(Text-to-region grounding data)

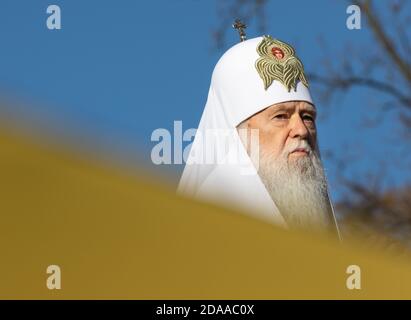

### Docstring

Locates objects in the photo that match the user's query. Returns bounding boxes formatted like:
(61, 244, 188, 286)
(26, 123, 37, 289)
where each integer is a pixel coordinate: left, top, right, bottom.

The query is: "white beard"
(258, 140, 333, 231)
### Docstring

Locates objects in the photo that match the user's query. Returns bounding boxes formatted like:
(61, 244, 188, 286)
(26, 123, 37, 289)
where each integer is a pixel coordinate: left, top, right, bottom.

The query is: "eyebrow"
(270, 103, 316, 116)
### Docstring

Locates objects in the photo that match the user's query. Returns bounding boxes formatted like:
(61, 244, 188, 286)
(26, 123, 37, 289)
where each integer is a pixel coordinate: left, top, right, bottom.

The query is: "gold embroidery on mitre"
(255, 35, 309, 91)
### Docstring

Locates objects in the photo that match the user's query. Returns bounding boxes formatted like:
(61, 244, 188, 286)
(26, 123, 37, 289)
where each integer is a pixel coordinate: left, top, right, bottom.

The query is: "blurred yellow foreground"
(1, 126, 411, 299)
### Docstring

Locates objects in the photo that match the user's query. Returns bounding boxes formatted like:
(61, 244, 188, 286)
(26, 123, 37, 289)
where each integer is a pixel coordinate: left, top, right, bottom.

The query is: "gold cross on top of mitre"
(232, 19, 247, 42)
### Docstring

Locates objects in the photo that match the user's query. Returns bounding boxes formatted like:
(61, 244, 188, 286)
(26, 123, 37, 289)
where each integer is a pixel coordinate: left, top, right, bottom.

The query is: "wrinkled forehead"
(268, 101, 316, 113)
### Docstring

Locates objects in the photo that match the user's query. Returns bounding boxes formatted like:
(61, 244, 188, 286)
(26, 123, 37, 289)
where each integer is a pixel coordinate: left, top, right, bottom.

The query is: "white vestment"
(177, 37, 339, 233)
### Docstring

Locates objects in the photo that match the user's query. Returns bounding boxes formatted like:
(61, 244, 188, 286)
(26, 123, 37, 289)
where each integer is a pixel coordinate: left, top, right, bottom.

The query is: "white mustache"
(285, 140, 312, 155)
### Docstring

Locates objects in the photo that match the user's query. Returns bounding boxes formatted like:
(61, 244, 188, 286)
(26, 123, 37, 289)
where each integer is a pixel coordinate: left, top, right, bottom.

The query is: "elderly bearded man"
(178, 35, 340, 237)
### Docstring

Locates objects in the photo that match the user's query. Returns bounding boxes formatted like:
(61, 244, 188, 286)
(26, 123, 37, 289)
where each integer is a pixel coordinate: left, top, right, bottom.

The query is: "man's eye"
(273, 114, 288, 120)
(303, 115, 314, 122)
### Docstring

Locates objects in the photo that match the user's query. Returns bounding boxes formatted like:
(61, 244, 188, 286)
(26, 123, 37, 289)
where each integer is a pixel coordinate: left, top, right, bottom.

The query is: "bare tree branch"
(308, 73, 411, 109)
(355, 0, 411, 87)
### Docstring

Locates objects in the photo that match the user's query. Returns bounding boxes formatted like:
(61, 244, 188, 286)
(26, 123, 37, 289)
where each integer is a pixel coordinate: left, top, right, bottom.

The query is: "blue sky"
(0, 0, 408, 202)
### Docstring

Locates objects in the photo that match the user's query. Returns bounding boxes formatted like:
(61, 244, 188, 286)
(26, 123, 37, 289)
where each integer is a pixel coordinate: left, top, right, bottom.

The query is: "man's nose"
(289, 114, 309, 139)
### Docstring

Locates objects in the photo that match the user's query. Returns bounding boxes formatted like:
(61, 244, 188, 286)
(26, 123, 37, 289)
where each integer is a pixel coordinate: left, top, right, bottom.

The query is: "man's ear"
(237, 120, 250, 155)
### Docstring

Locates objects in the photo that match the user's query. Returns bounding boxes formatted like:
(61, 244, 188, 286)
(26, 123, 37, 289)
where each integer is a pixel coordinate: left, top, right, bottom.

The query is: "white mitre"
(178, 36, 338, 230)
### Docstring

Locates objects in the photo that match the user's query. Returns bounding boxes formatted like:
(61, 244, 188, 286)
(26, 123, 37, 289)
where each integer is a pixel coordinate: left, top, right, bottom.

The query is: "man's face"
(238, 100, 334, 231)
(244, 100, 317, 162)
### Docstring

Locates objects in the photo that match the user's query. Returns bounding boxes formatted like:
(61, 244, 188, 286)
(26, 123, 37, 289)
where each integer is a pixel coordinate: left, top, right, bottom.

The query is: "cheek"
(308, 126, 317, 135)
(308, 128, 317, 146)
(259, 128, 287, 157)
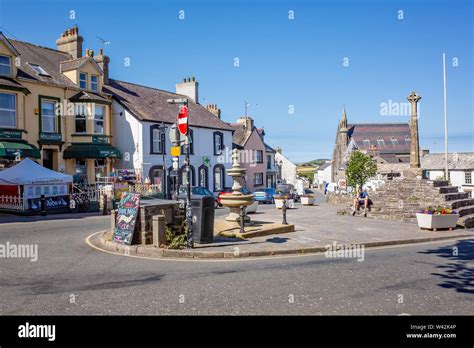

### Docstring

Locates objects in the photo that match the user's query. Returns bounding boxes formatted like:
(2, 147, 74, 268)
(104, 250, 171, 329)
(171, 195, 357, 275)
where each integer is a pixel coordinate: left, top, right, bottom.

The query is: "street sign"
(170, 146, 181, 157)
(177, 105, 189, 136)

Work required:
The task calls for every record to be transcribed exactly, with no images included.

Written response:
### Docstring

Locates objects in the photo that match the user's query. Returns bounding boxes formatted like:
(61, 244, 188, 286)
(26, 123, 37, 289)
where each integer is a pixel coordinate: left, top, right, bottom.

The query is: "white beard"
(258, 140, 333, 231)
### Docstring

Locates objects in the photo that match the user's query. Returns bounding boxes formatted like:
(61, 244, 188, 286)
(26, 123, 37, 289)
where each integer is a pixel coordinate: left, top, right, bottom.

The query is: "eyebrow"
(270, 103, 316, 116)
### Docstring

Locates objects in the photo that match the user's query. Returns bounding boxes formatted like:
(61, 244, 188, 286)
(26, 123, 37, 289)
where each integer is a pixel coordinate: left, top, right, bottom.

The query is: "gold embroidery on mitre"
(255, 35, 309, 91)
### Docstring

Locates objects in the photo that match the user's query. Returns bounding boxes formatted like:
(61, 244, 188, 286)
(26, 123, 37, 289)
where each integer is a pixel coordinate: left, top, right, bottom.

The query is: "blurred yellow foreground"
(1, 126, 411, 299)
### Docstring

Locates objects in the photo that match the user's query. Returns bounding boxes formatted like:
(61, 244, 188, 286)
(26, 123, 37, 289)
where each integer is a pixel coordinate: left, top, right, bottom.

The query is: "gold cross on top of mitre"
(232, 19, 247, 42)
### Docstring

Locates objects in the photo that match the user's query. Returns bounding boxes formatted like:
(61, 244, 188, 286)
(26, 123, 37, 289)
where each integer is a pixel coordinate: left, top, right, bottom.

The query is: "wrinkled forehead"
(268, 101, 316, 113)
### Docstring

Locates objects in the photo that match the user's query. Returns bounding boxes formatted like:
(61, 244, 188, 286)
(26, 123, 37, 289)
where each integer is a pixel coordinate: left, top, right, bottom.

The query is: "white vestment"
(177, 37, 339, 233)
### Docstring

Locates objects in the photo that match the user's query. Returns bounding boxes formatted like:
(61, 244, 188, 286)
(26, 123, 37, 289)
where each integer is a pixel coordinate: left, top, right, bottom.

The query is: "white mustache"
(285, 140, 312, 155)
### Docstring

Locates objects in the photo that match the user's query. Returns bounding boxes formatted like:
(61, 244, 188, 286)
(26, 123, 37, 289)
where each integer is a pixel coordinate: left, top, right, bottom.

The query is: "elderly bearded man"
(178, 35, 340, 237)
### Docstring

Locates objects in the photo that match the user's query. Returns bounding boxes formatted like:
(61, 244, 188, 286)
(26, 123, 37, 289)
where each integer is a pixel coordinate: left, top, right, bottom.

The query is: "man's eye"
(273, 114, 288, 120)
(303, 115, 314, 122)
### Docstring

Locates objects in the photo that match the user's query. Returns bounding boxes formatted like:
(61, 244, 188, 286)
(26, 123, 37, 289)
where each integer is a pixel coordinate: left, top, right, bottom.

The query is: "bare tree branch"
(308, 73, 411, 109)
(355, 0, 411, 87)
### Docstring

Locates objects in the photo that match the user's query. Returns bounding boxes formatted like:
(61, 244, 188, 286)
(26, 123, 37, 289)
where each integer is a pixel coordinate: left, top, right, bottom.

The query is: "blue sky"
(0, 0, 408, 202)
### Docstring

Locates objects in the photo that match the user's query. Returns bounding boxes formatted like:
(61, 244, 188, 286)
(26, 123, 37, 289)
where each integer is a pixel coordinate: left, top, right, bottom.

The query is: "man's nose"
(289, 114, 309, 139)
### Docstring

Locates objects in the photo that match the user's query. Returns bounding boxes formatted like:
(61, 244, 188, 286)
(26, 123, 37, 289)
where each integer is a pixel coordinate: left, top, right, bottom.

The query is: "man's ear"
(237, 120, 250, 155)
### Docstring

Locates objects in the photo that match the user's query. Returns bounding boxes formatted like:
(61, 244, 188, 286)
(26, 123, 37, 289)
where each integer is a pixel coordinate: left, top, right, bottom.

The query is: "white mitre"
(178, 36, 338, 230)
### Docstring

Locates objects in the photo that match the user's query. Returns bounding boxes formatted like:
(61, 244, 188, 286)
(26, 123, 37, 289)
where each integer is a pixel coordinate: left, top, right, bottom.

The query is: "man's face"
(238, 100, 334, 231)
(244, 100, 317, 162)
### Docstring

Locates objects in the photo that match the user's query. Returns bounding boxes formatted like:
(61, 244, 188, 286)
(26, 123, 37, 289)
where each integer is a pixel coordinate: left, top, right, bottom.

The query is: "cheek"
(308, 126, 317, 135)
(308, 128, 317, 146)
(259, 128, 287, 157)

### Docstring

Locates objects in the photo that match the user's query. Returns bounding boxes formatted like:
(2, 147, 74, 268)
(104, 250, 171, 329)
(171, 195, 357, 275)
where each integer is a pixel coordinate: left, top, right, bottom.

The query is: "street sign"
(170, 146, 181, 157)
(177, 105, 189, 136)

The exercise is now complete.